> _Goal of the exercise_:
Convert all the records below into a numbered list with one line per item, leaving out blank lines and the pictures.
--------------------------------
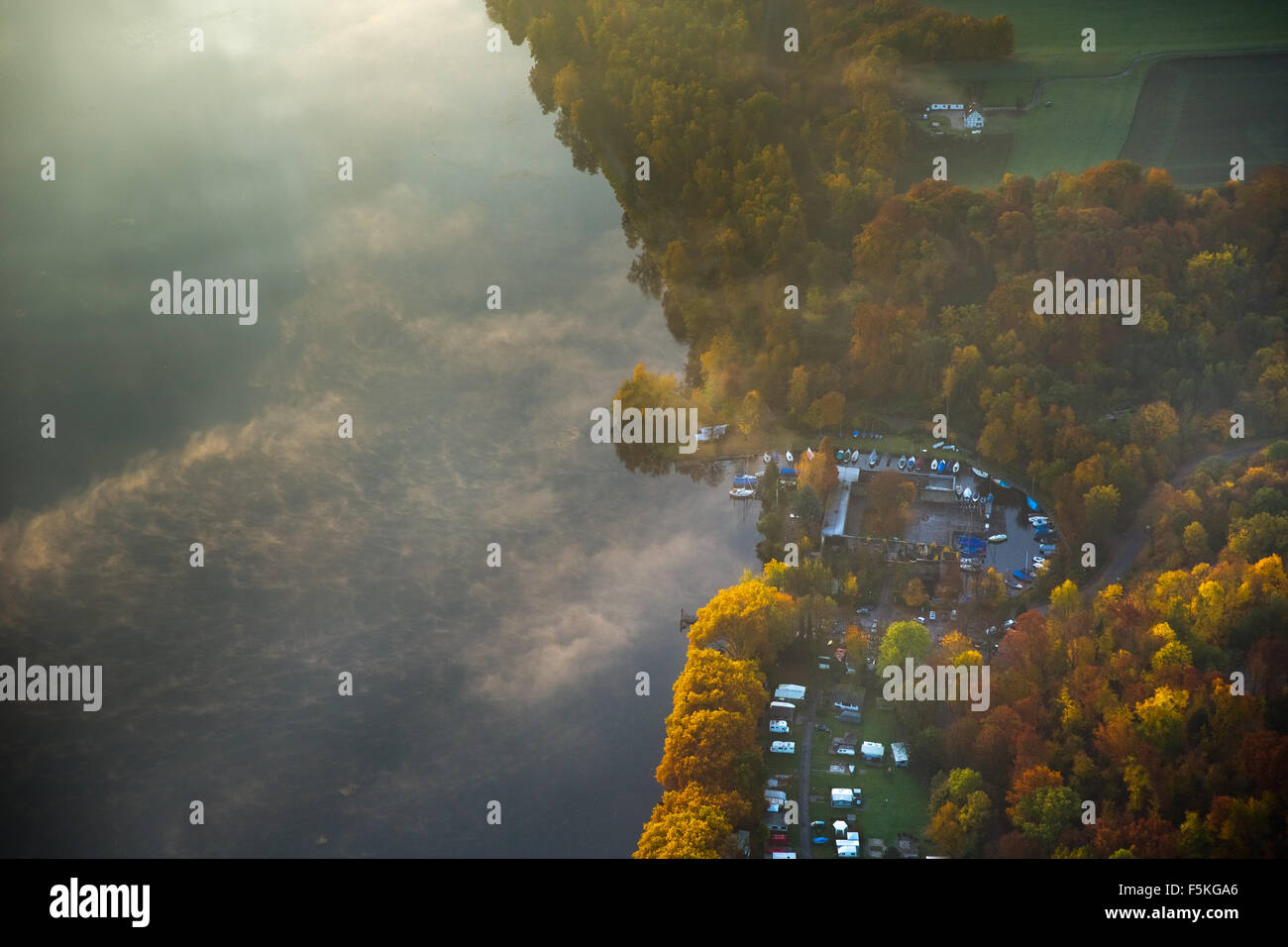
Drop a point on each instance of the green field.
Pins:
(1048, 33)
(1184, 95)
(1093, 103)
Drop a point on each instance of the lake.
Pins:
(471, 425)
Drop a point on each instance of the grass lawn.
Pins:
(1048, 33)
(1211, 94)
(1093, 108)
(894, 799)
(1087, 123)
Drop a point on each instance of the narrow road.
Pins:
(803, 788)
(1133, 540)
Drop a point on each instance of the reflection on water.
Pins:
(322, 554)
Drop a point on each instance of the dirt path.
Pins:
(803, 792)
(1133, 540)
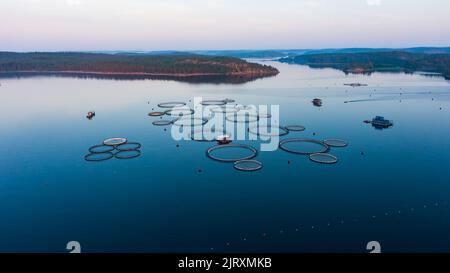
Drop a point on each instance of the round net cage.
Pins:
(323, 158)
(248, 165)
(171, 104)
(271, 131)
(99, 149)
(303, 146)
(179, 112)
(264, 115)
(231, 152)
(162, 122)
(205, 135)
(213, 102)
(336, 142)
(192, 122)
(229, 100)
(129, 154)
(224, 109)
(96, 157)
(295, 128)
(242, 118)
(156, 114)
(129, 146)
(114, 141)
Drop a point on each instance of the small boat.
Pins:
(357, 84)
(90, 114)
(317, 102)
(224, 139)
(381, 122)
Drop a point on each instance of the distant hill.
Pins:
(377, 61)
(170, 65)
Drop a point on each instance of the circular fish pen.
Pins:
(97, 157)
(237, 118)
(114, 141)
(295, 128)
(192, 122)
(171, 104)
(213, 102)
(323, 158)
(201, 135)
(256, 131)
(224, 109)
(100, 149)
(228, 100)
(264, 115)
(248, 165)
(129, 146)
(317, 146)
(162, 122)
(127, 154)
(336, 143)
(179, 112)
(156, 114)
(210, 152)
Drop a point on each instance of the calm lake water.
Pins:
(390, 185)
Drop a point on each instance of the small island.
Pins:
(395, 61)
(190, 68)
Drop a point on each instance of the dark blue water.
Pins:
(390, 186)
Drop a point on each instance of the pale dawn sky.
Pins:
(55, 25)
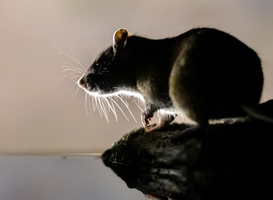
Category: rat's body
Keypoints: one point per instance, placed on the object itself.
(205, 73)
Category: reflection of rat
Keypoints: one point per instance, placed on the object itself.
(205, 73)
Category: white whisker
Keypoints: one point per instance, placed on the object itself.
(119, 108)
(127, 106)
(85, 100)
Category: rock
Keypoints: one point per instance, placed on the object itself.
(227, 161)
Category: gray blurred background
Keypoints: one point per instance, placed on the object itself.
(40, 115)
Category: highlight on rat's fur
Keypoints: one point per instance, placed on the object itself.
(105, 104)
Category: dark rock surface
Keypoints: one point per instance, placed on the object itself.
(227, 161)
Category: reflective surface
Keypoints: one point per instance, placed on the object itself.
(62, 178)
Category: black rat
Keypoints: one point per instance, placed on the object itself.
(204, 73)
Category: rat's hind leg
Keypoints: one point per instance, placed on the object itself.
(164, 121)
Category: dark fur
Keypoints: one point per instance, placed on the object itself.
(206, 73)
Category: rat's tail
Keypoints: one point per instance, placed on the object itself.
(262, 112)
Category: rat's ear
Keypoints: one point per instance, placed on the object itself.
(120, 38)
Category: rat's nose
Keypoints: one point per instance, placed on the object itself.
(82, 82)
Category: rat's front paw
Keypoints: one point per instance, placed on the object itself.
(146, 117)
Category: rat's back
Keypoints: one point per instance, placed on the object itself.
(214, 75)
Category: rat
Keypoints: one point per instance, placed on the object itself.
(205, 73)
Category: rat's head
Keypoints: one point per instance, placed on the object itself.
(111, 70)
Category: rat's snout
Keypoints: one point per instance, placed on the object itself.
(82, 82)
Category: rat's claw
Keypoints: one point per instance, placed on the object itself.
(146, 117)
--------------------------------
> _The response_:
1. Drop a point on each instance of the green field.
2. Pins:
3. (1048, 33)
4. (1184, 95)
5. (1093, 103)
6. Drop a point on each instance of the lake.
7. Pins:
8. (471, 425)
9. Drop a point on each instance of the grass lawn.
10. Pins:
11. (1048, 33)
12. (1211, 94)
13. (1093, 108)
14. (894, 799)
15. (1087, 123)
16. Drop a point on each instance of the narrow road.
17. Pins:
18. (803, 788)
19. (1133, 540)
20. Drop a point on each instance of the reflection on water.
21. Pins:
22. (322, 554)
23. Drop a point on each instance of the dirt path.
24. Pins:
25. (803, 792)
26. (1133, 540)
27. Drop a point on each instance of the round net cage.
28. Pins:
29. (323, 158)
30. (248, 165)
31. (171, 104)
32. (271, 131)
33. (99, 149)
34. (303, 146)
35. (179, 112)
36. (264, 115)
37. (231, 152)
38. (162, 122)
39. (205, 135)
40. (213, 102)
41. (336, 142)
42. (192, 122)
43. (229, 100)
44. (129, 154)
45. (224, 109)
46. (96, 157)
47. (295, 128)
48. (242, 118)
49. (156, 114)
50. (129, 146)
51. (114, 141)
52. Drop a point on each instance of the small boat.
53. Pins:
54. (357, 84)
55. (90, 114)
56. (317, 102)
57. (224, 139)
58. (381, 122)
59. Drop a point on each instance of the distant hill.
60. Pins:
61. (377, 61)
62. (170, 65)
63. Drop a point on each instance of the circular fish pen.
64. Pins:
65. (97, 157)
66. (237, 118)
67. (114, 141)
68. (295, 128)
69. (192, 122)
70. (171, 104)
71. (213, 102)
72. (323, 158)
73. (201, 135)
74. (256, 131)
75. (224, 109)
76. (100, 149)
77. (228, 100)
78. (264, 115)
79. (248, 165)
80. (129, 146)
81. (317, 146)
82. (162, 122)
83. (127, 154)
84. (336, 143)
85. (179, 112)
86. (156, 114)
87. (210, 152)
88. Drop a point on each instance of the calm lake water.
89. Pins:
90. (390, 185)
91. Drop a point on each instance of the small island.
92. Pins:
93. (395, 61)
94. (190, 68)
95. Drop a point on each instance of the dark blue water.
96. Pins:
97. (390, 186)
98. Drop a point on each instance of the pale dawn sky.
99. Pins:
100. (55, 25)
101. Category: rat's body
102. Keypoints: one point per instance, placed on the object itself.
103. (205, 73)
104. Category: reflection of rat
105. Keypoints: one point per instance, placed on the object itself.
106. (205, 73)
107. Category: white whisker
108. Keypoints: one point per instance, placed on the object itself.
109. (119, 108)
110. (127, 106)
111. (85, 100)
112. Category: rock
113. Keypoints: one point per instance, placed on the object itself.
114. (227, 161)
115. Category: gray blurred background
116. Keypoints: one point per instance, placed on the object itself.
117. (40, 115)
118. Category: highlight on rat's fur
119. Keypoints: one point per instance, placed on the object itself.
120. (105, 104)
121. Category: dark rock surface
122. Keypoints: one point per instance, placed on the object itself.
123. (227, 161)
124. Category: reflective surface
125. Keypoints: one point per instance, placed on the object itself.
126. (62, 178)
127. Category: black rat
128. Keypoints: one point per instance, placed on the object itself.
129. (204, 73)
130. Category: rat's hind leg
131. Keypoints: one point per instance, placed on the object itself.
132. (164, 121)
133. Category: dark fur
134. Keypoints: one point per instance, placed on the object itself.
135. (206, 73)
136. Category: rat's tail
137. Keypoints: one point per instance, placed on the object itself.
138. (262, 112)
139. Category: rat's ear
140. Keypoints: one point per instance, placed on the object itself.
141. (120, 38)
142. Category: rat's nose
143. Keypoints: one point per instance, placed on the object itself.
144. (82, 82)
145. Category: rat's front paw
146. Keypoints: one point per instance, placed on the object itself.
147. (146, 117)
148. Category: rat's back
149. Keypoints: one point per instance, placed on the object itself.
150. (214, 75)
151. Category: rat
152. Keypoints: one point per instance, placed on the object itself.
153. (205, 73)
154. Category: rat's head
155. Keypoints: one point per instance, placed on the object itself.
156. (111, 70)
157. Category: rat's snout
158. Keypoints: one point per instance, placed on the object itself.
159. (82, 82)
160. Category: rat's claw
161. Keypoints: one point per instance, placed on the object itself.
162. (146, 117)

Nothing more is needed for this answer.